Find and copy every line in the records that includes the string "dark".

Start of ENTRIES SHOWN

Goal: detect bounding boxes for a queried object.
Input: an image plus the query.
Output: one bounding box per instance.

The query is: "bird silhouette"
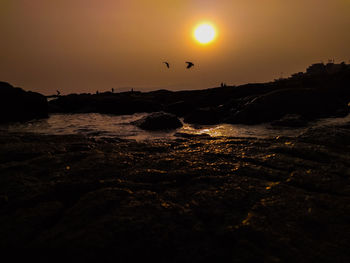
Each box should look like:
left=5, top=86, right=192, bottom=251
left=163, top=62, right=170, bottom=68
left=186, top=61, right=194, bottom=69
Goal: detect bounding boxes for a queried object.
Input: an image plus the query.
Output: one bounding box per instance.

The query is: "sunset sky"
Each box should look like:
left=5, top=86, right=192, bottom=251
left=1, top=0, right=350, bottom=95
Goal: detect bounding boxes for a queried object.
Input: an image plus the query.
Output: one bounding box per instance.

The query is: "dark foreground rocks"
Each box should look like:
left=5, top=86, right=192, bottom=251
left=0, top=121, right=350, bottom=262
left=133, top=112, right=183, bottom=130
left=0, top=81, right=48, bottom=123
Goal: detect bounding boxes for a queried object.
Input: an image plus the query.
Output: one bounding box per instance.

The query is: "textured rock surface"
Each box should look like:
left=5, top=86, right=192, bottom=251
left=133, top=112, right=183, bottom=130
left=228, top=88, right=348, bottom=124
left=271, top=114, right=309, bottom=127
left=0, top=120, right=350, bottom=262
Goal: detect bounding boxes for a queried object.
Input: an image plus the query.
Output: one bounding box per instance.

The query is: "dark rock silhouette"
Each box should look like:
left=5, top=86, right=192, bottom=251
left=184, top=107, right=223, bottom=125
left=49, top=92, right=162, bottom=114
left=0, top=81, right=48, bottom=123
left=164, top=100, right=196, bottom=116
left=226, top=88, right=348, bottom=124
left=47, top=62, right=350, bottom=125
left=133, top=112, right=183, bottom=130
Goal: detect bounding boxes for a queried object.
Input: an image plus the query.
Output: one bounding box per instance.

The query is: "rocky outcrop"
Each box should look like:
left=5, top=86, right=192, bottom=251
left=227, top=88, right=349, bottom=124
left=271, top=114, right=309, bottom=127
left=163, top=100, right=196, bottom=116
left=0, top=82, right=48, bottom=123
left=46, top=63, right=350, bottom=126
left=133, top=112, right=183, bottom=130
left=184, top=107, right=224, bottom=125
left=49, top=93, right=162, bottom=114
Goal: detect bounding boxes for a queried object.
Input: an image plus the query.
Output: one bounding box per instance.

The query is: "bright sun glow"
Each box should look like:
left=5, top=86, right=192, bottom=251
left=194, top=23, right=216, bottom=45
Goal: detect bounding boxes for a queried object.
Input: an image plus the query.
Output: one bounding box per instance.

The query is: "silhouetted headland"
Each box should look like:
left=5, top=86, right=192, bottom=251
left=0, top=63, right=350, bottom=262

End of ENTRIES SHOWN

• _RESPONSE AREA_
The query is: "dark foreground rocks"
The query is: "dark rock silhouette"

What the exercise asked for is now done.